__Extracted material__
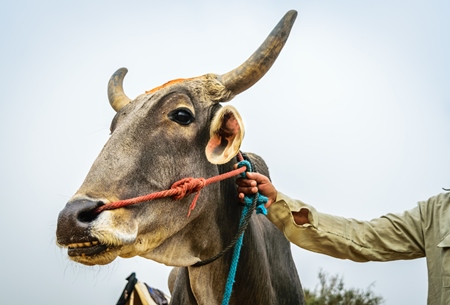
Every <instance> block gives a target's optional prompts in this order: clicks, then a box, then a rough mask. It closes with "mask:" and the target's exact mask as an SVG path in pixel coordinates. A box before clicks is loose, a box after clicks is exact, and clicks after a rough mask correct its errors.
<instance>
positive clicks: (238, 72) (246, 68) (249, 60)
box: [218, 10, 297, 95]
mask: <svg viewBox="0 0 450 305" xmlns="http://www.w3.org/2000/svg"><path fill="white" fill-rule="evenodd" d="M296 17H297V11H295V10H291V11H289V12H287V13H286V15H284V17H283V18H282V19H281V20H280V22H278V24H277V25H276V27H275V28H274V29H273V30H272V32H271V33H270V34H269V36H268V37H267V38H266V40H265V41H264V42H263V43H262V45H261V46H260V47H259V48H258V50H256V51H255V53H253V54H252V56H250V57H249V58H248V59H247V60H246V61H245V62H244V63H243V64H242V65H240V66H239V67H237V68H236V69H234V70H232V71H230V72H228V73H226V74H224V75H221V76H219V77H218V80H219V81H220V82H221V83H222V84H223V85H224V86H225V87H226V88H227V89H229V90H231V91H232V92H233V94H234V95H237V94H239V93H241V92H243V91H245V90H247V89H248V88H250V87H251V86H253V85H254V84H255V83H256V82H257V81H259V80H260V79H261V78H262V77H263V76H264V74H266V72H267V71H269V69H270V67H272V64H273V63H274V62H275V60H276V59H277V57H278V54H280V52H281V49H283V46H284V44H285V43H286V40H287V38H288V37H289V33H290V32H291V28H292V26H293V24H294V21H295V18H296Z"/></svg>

==

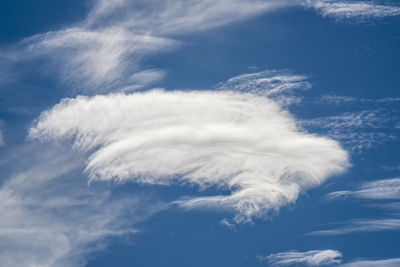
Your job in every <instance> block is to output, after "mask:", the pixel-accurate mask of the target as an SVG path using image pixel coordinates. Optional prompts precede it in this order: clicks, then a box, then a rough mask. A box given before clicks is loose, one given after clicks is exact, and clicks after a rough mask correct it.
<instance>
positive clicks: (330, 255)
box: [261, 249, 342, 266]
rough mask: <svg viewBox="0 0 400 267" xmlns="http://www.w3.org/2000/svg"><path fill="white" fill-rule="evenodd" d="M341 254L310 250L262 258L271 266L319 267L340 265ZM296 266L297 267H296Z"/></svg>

__What needs to be done__
Each line that holds the word "then" should be extracted from the records.

__Solution__
Every <instance> block gives a target's optional prompts in this order: clicks, then a box, then a rough mask. It closes with "mask:" and the target's exact mask as an SVG path in pixel coordinates. A box before clicks is loose, a box after clicks is exact, and clicks after a rough mask correct its errors.
Your job in every <instance> block is to output, after "mask:", the pixel-accurate mask of the target as an SVG path using image pixel coordinates. Optional prompts precede it in this order: clicks, then a box, then a rough mask. A box given before clicks is loose, one given after clicks is exact, and clicks after a rough mask correct it.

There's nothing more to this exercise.